◆ The task:
State how many of the lines below contain the string "rocky", giving only the number.

◆ Materials provided:
= = = = = = =

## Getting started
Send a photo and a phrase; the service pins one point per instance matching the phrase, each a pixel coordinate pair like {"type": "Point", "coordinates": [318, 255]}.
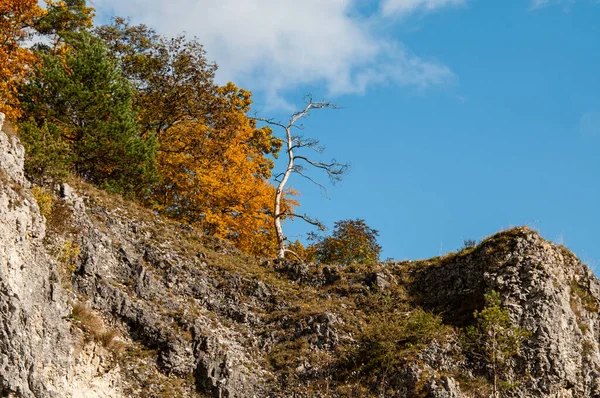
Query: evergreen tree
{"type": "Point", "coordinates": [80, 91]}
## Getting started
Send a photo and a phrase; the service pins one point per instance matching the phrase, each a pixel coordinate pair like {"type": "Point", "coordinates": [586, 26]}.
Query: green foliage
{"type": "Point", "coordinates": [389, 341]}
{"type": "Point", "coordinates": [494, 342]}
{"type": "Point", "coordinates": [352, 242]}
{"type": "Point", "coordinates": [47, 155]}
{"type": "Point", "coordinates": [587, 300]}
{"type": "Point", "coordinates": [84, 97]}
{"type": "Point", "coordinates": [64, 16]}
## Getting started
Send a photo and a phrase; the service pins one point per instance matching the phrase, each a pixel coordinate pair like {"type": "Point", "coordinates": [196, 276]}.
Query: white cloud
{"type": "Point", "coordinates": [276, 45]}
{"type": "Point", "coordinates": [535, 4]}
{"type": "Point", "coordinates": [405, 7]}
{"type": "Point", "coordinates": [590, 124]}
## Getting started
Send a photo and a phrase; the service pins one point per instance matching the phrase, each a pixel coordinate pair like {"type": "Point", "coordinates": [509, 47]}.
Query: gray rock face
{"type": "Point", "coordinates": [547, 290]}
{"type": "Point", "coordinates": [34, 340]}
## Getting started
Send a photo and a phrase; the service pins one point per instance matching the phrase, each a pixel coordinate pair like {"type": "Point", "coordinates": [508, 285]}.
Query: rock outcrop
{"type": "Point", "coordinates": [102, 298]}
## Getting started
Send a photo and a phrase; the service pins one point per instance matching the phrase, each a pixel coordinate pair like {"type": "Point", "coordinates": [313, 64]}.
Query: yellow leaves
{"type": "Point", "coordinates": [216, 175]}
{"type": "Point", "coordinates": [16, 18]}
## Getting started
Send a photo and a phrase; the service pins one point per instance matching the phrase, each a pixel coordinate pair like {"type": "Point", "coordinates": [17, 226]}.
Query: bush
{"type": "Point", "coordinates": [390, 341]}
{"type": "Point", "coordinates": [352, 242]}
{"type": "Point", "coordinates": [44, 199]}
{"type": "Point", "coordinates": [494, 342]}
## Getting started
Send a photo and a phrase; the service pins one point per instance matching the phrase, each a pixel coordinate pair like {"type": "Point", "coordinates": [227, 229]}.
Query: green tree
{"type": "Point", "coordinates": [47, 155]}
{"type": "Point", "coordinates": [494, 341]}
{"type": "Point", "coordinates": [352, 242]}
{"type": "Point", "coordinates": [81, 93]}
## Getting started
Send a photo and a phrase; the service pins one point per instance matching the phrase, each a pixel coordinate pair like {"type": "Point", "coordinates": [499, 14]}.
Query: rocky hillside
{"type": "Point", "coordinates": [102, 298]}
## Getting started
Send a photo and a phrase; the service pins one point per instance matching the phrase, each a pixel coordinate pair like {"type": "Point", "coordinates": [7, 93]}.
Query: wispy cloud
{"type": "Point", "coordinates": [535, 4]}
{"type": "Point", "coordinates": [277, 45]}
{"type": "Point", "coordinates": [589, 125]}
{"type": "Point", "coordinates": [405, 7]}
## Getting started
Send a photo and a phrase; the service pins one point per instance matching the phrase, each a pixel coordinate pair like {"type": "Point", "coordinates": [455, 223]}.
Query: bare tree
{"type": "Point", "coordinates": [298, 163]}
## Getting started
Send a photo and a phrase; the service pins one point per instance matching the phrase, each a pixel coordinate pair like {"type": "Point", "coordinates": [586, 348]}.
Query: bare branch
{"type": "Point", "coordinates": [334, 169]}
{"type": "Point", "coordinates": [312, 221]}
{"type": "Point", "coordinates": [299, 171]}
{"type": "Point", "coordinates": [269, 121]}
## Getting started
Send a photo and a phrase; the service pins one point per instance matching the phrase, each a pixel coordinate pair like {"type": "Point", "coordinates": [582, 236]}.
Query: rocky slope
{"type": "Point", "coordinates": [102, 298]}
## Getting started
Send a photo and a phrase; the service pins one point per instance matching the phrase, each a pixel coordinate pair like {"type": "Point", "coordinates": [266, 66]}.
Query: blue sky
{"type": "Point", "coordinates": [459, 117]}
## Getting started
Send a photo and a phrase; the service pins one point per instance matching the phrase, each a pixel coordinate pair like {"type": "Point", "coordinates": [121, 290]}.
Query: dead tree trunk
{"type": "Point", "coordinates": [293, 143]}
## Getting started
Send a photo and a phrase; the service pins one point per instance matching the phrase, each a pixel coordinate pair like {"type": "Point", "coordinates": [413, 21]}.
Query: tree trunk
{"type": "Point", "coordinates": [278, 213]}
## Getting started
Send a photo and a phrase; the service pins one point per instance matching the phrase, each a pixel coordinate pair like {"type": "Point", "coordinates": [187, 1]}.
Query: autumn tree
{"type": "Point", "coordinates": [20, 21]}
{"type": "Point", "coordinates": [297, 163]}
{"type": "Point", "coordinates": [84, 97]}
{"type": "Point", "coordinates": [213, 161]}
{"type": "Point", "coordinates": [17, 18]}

= = = = = = =

◆ Reply:
2